Work item A: In the article on the teachers' park cleanup, who owns the 27-acre property?
Work item B: Summarize the article on the teachers' park cleanup in two sentences.
Work item C: Reproduce the passage of the article on the teachers' park cleanup that opens with the words containing "He organized the" and closes with "and surrounding area.".

Segment Start: Selected extract

Antietam School District teachers clean Carsonia Park and Crystal Lake

Mar. 21—Antietam School District teachers spent a recent morning outside their classrooms, digging debris from the muck edging Crystal Lake and clearing litter from the fields and woods of surrounding Carsonia Park.

More than 70 teachers participated in a cleanup of the park property, mostly in Exeter Township and partly in Lower Alsace Township, as part of an in-service day on Friday.

"The focus of our day today was embracing the community, which is part of our mission," said Dr. Heidi A. Rochlin, district superintendent. "So everything today was about coming together and learning about each other and learning about our community."

The district's close to 100 teachers had the option of choosing three workshops from a selection that included the hands-on environmental cleanup and sessions on building a social-emotional friendly classroom and teaching children who have experienced trauma.

The majority of those who were physically able chose the park cleanup as one of their options, she said.

The 27-acre property is owned by the Mount Penn Borough Municipal Authority, which harnesses water from beneath the lake and park to supply about 30,000 households in Mount Penn, St. Lawrence, Lower Alsace and part of Exeter.

Much of the land is leased to the Antietam Valley Recreation and Community Center for a swimming pool, recreation center, playground, basketball courts and ballfields. The rest of the area encompassing the lake is used for passive recreation.

Removing litter and other contaminants from the tract helps to protect the water sources beneath the lake and ground, said Joseph Boyle, vice chairman of the Mount Penn Borough Municipal Authority and chairman of the source-water protection committee.

He organized the teachers into two work shifts for a total of three hours spent clearing litter and other debris from the lakeside and surrounding area.

"I was here for both sessions, and we were pulling tires, tires and tires, and beer cans out of the woods," Rochlin said, gesturing to a pile of about 20 tires awaiting pickup for proper disposal.

Segment End: Selected extract
Segment Start: Information supplied

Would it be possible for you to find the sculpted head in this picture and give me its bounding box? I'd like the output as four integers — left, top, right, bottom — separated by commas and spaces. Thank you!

Segment End: Information supplied

Response area A: The Mount Penn Borough Municipal Authority.

Response area B: As part of an in-service day, more than 70 Antietam School District teachers cleared litter and debris, including about 20 tires, from Crystal Lake and Carsonia Park. The 27-acre property is owned by the Mount Penn Borough Municipal Authority, which draws water from beneath the lake and park for about 30,000 households, and removing litter helps protect those water sources.

Response area C:
He organized the teachers into two work shifts for a total of three hours spent clearing litter and other debris from the lakeside and surrounding area.